▶ **What you will do**: Each entry in the listing below should be restated word for word.
------ Exercise input ------
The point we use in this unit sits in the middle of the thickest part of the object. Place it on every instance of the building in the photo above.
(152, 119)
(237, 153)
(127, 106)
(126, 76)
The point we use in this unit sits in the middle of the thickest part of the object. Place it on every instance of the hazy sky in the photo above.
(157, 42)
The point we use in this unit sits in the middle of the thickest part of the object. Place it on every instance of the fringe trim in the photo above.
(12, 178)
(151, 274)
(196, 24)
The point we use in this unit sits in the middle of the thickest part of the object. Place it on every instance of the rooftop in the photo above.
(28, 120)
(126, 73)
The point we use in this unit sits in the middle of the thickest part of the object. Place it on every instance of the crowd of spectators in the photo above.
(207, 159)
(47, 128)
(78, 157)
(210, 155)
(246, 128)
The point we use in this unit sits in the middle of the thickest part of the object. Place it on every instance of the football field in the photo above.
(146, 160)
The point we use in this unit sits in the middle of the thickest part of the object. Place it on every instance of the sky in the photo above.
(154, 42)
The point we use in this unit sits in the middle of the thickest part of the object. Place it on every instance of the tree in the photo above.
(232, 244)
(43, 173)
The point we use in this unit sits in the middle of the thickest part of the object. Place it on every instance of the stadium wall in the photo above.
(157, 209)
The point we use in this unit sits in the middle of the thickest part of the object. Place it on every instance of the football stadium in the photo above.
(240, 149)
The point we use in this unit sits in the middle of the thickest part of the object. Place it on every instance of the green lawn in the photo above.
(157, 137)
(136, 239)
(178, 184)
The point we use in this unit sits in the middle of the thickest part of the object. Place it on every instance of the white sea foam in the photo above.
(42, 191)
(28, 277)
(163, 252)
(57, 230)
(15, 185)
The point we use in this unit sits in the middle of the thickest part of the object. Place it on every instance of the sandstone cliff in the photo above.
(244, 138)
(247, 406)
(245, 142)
------
▶ **Output below**:
The point we use in this unit sits in the middle of the thickest part of the object. Place it on every instance of the building in the photo above.
(152, 119)
(237, 153)
(127, 106)
(126, 76)
The point we use in this unit sits in the middle of the thickest part of the object. Place it on every instance of the hazy sky in the photo above.
(157, 42)
The point we use in this unit sits in the middle of the thickest part of the object. Place it on every instance of the fringe trim in the photo above.
(12, 178)
(151, 274)
(196, 24)
The point we use in this unit sits in the middle of the thickest part of the object. Place it on every instance of the rooftop in the photo above.
(28, 120)
(126, 73)
The point we use in this unit sits in the middle of the thickest part of the object. Place it on every instance of the crowd of spectators in the photo above.
(207, 159)
(47, 128)
(78, 157)
(210, 155)
(246, 128)
The point we use in this unit sits in the middle of the thickest part of the object. Place it on every instance of the football field in the photo above.
(146, 160)
The point we use in this unit sits in the middle of the thickest part of the object. Place it on every instance of the sky in the photo above.
(154, 42)
The point we use in this unit sits in the middle of the thickest part of the object. Place it on every instance of the tree in the photo above.
(232, 244)
(43, 173)
The point we use in this unit sits in the middle of the thickest part of the object. Place it on every instance of the stadium wall in the photo above.
(157, 209)
The point we use in this unit sits in the middle of the thickest part of the object. Place it on every instance of the football stadium in the photo above.
(240, 149)
The point we use in this unit sits in the middle of the thickest part of the object. Place it on every instance of the green lawn in the photo above.
(157, 137)
(136, 239)
(178, 184)
The point we use in this unit sits in the middle of the thickest part of the object. Place it on every instance of the white sea foam in the photo above.
(42, 191)
(28, 277)
(163, 252)
(57, 230)
(15, 185)
The point we use in this unit sits in the middle of the thickest part of the object. Place it on every instance of the sandstone cliff in the photo above.
(244, 138)
(247, 406)
(245, 142)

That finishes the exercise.